▶ [Aim]:
Render every entry verbatim.

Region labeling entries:
--- start ---
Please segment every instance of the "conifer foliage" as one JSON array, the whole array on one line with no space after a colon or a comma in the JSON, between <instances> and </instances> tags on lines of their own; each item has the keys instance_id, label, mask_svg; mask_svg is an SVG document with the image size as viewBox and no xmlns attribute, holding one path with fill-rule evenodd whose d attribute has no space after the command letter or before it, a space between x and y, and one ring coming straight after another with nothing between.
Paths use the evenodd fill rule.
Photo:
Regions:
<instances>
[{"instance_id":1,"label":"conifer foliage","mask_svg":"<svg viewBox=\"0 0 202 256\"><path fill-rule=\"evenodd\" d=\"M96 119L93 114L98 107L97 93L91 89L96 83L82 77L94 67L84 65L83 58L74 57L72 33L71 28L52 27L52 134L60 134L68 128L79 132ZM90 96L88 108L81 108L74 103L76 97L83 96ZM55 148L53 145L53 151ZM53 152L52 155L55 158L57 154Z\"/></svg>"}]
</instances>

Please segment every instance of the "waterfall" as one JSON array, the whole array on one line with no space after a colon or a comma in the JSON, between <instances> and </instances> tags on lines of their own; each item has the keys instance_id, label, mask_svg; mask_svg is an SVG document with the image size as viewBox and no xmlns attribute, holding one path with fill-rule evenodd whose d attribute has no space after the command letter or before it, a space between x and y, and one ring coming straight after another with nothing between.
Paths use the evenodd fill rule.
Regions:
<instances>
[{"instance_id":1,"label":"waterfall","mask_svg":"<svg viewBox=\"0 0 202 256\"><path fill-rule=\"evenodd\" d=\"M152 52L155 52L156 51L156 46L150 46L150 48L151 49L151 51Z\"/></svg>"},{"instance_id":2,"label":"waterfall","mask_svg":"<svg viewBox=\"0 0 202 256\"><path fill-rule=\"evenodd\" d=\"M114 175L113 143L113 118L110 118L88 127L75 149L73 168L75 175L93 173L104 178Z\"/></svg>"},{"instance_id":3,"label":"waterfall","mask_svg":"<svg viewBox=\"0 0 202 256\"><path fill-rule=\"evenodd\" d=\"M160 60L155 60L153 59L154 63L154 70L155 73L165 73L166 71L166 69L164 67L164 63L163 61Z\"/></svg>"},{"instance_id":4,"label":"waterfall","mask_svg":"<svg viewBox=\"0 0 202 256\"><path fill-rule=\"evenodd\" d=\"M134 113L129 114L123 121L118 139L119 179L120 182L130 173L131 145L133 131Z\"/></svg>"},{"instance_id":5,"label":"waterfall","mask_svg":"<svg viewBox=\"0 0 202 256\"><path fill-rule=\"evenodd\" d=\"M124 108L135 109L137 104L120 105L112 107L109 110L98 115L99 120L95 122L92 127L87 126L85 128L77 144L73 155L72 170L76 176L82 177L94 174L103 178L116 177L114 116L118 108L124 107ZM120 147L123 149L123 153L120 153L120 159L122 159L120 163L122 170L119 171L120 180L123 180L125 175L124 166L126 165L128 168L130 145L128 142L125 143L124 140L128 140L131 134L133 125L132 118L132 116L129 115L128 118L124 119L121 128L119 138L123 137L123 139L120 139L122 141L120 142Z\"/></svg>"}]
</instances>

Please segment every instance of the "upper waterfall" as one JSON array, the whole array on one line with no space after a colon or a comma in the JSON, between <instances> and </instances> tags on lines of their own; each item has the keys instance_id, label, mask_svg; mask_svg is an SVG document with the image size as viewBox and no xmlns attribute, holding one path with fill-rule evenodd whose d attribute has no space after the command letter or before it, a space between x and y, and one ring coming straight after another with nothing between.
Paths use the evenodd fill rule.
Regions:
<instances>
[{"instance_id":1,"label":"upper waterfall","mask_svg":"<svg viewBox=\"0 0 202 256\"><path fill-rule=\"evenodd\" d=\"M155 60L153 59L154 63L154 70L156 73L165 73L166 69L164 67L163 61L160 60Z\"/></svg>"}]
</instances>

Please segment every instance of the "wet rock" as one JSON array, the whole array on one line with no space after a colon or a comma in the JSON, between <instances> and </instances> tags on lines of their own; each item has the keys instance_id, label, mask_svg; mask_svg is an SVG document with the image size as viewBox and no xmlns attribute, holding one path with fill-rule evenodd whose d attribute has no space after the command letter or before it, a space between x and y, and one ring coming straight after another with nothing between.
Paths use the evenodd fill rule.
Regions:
--- end ---
▶ [Response to the task]:
Please segment every instance of the "conifer foliage" as one JSON array, the whole array on one line with no space after a colon or a comma in the JSON, between <instances> and </instances> tags on lines of their own; each item has the keys instance_id, label, mask_svg; mask_svg is an SVG document with the image size as viewBox and no xmlns attribute, holding one path with fill-rule evenodd whose d attribute has no space after the command letter or before it, a space between x and y, and one ring coming straight after another with nothing between.
Paths use the evenodd fill rule.
Photo:
Regions:
<instances>
[{"instance_id":1,"label":"conifer foliage","mask_svg":"<svg viewBox=\"0 0 202 256\"><path fill-rule=\"evenodd\" d=\"M96 119L93 114L98 107L97 93L91 89L96 83L82 77L94 67L84 65L83 58L74 57L72 33L71 28L52 27L52 134L60 134L68 128L79 132ZM90 96L88 108L81 108L74 103L76 97L83 96ZM55 148L53 145L53 151ZM53 152L52 155L55 158L57 154Z\"/></svg>"}]
</instances>

Please segment every instance of the "waterfall" as one JSON array, the whole array on one line with no space after a colon or a comma in the JSON, between <instances> and </instances> tags on lines of their own; each item has the keys instance_id, label, mask_svg; mask_svg is an SVG document with the image size as viewBox and no xmlns attribute, holding one path with fill-rule evenodd whose d attribute has no space after the command letter or before it, a space between x and y, and one ring coming straight after another with nothing between.
Paths use the evenodd fill rule.
Regions:
<instances>
[{"instance_id":1,"label":"waterfall","mask_svg":"<svg viewBox=\"0 0 202 256\"><path fill-rule=\"evenodd\" d=\"M152 52L155 52L156 51L156 46L150 46L150 48L151 49L151 51Z\"/></svg>"},{"instance_id":2,"label":"waterfall","mask_svg":"<svg viewBox=\"0 0 202 256\"><path fill-rule=\"evenodd\" d=\"M114 175L113 143L113 118L110 118L88 127L75 149L73 168L75 175L93 173L104 178Z\"/></svg>"},{"instance_id":3,"label":"waterfall","mask_svg":"<svg viewBox=\"0 0 202 256\"><path fill-rule=\"evenodd\" d=\"M160 60L155 60L153 59L154 63L154 70L155 73L165 73L166 71L166 69L164 67L164 63L163 61Z\"/></svg>"},{"instance_id":4,"label":"waterfall","mask_svg":"<svg viewBox=\"0 0 202 256\"><path fill-rule=\"evenodd\" d=\"M134 113L129 114L123 121L118 139L119 179L120 182L130 173L131 145L133 131Z\"/></svg>"},{"instance_id":5,"label":"waterfall","mask_svg":"<svg viewBox=\"0 0 202 256\"><path fill-rule=\"evenodd\" d=\"M124 108L135 109L137 104L120 105L112 107L109 110L98 115L99 120L95 122L92 127L87 126L85 128L77 144L73 155L72 170L76 176L82 177L94 174L103 178L116 177L114 116L118 108L124 107ZM120 147L123 149L123 153L120 153L120 159L122 159L120 163L122 170L119 171L120 180L123 180L125 175L124 166L126 165L128 168L130 145L128 142L125 143L124 140L128 140L131 134L133 125L132 118L132 116L129 115L128 118L124 119L121 128L119 138L123 137L123 139L120 139L122 141L120 142Z\"/></svg>"}]
</instances>

Please segment every instance of the "upper waterfall" as one JSON array, the whole array on one line with no space after a colon or a comma in the JSON, between <instances> and </instances> tags on lines of their own; each item has the keys instance_id, label, mask_svg; mask_svg is an SVG document with the image size as viewBox and no xmlns attribute, holding one path with fill-rule evenodd whose d attribute has no space after the command letter or before it, a space between x and y, and one ring coming straight after another with nothing between.
Paths use the evenodd fill rule.
Regions:
<instances>
[{"instance_id":1,"label":"upper waterfall","mask_svg":"<svg viewBox=\"0 0 202 256\"><path fill-rule=\"evenodd\" d=\"M155 60L153 59L154 63L154 70L156 73L165 73L166 69L164 67L163 61L160 60Z\"/></svg>"}]
</instances>

Please segment every instance of the "wet rock" as one JSON array, the whole array on one line with no space after a colon or a comma in the JSON, between <instances> and </instances> tags on lines of their own; each item has the keys instance_id, label, mask_svg; mask_svg is an SVG document with the image size as viewBox and no xmlns attribute, holding one path with fill-rule evenodd whose d attribute has no space after the command letter or before it, a space between x and y, and one ring coming straight after another with nothing between.
Paths use the evenodd fill rule.
Regions:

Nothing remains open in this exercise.